-- Detalles de la tarea --
Cuenta cuántas líneas del listado contienen la palabra "white", teniendo en cuenta mayúsculas y minúsculas. Responde solo con el número.
-------- Datos proporcionados --------
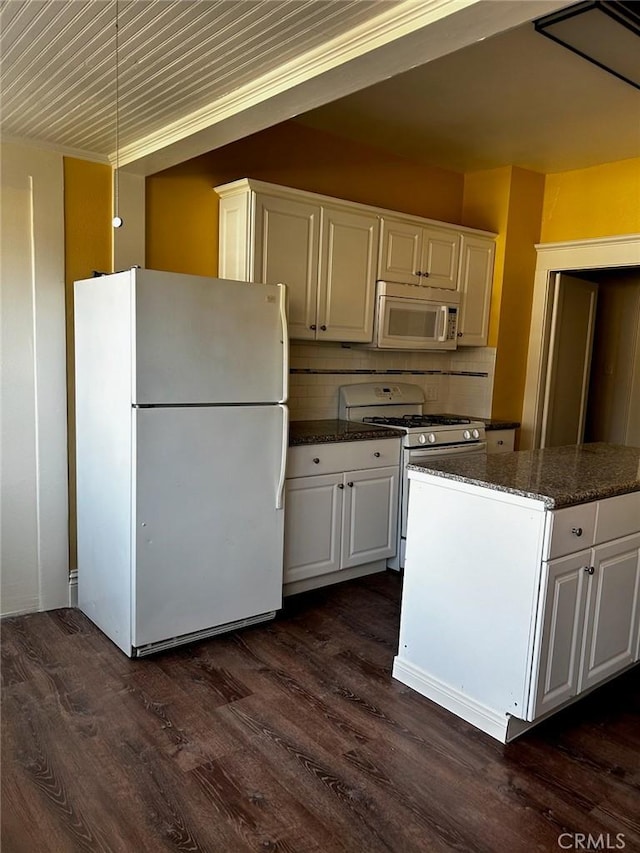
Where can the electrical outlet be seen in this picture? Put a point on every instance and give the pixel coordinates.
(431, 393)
--------
-------- Datos proporcionados --------
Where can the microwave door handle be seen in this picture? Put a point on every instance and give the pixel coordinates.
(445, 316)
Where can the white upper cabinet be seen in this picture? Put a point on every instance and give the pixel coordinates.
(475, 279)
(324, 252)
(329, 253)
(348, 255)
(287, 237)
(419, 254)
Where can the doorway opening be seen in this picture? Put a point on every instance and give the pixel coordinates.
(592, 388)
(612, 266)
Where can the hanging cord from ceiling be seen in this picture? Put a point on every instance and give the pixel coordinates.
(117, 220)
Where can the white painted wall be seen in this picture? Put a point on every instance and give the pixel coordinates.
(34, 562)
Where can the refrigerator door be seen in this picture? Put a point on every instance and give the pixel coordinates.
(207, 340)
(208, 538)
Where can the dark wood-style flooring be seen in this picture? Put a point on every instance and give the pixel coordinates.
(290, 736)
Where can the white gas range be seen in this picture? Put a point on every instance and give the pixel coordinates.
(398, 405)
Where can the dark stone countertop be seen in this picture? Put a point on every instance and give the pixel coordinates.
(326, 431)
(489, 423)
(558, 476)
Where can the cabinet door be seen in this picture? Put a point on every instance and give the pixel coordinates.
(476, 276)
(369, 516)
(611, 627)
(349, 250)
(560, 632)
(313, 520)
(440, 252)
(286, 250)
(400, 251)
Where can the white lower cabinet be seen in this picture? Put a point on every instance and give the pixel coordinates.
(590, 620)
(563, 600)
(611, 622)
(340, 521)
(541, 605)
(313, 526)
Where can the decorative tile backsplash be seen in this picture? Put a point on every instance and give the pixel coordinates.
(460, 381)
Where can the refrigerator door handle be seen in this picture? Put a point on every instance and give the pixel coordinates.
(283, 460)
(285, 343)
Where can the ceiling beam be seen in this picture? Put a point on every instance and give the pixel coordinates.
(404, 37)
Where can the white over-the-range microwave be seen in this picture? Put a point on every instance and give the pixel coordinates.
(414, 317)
--------
-------- Datos proporcionados --------
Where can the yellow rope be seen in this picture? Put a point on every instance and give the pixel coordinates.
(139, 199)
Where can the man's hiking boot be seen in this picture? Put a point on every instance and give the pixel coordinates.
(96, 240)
--------
-- Resultado final --
5